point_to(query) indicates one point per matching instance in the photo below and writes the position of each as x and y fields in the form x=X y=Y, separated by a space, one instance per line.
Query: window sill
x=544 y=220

******

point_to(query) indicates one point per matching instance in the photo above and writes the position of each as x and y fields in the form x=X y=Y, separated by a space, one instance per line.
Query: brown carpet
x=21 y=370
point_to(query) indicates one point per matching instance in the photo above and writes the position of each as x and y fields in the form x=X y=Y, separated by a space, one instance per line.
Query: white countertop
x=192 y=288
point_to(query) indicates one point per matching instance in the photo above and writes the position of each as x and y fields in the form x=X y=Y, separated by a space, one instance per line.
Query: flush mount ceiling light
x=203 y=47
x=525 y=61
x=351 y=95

******

Copy the material from the line containing "the photo below" through the line containing "x=544 y=220", keeping both of those lines and reproducing every character unchanged.

point_to(query) indicates one point per matching instance in the photo below and writes the position of each as x and y fields in the form x=X y=Y, separated by a space, one instance per line.
Query: window sill
x=544 y=220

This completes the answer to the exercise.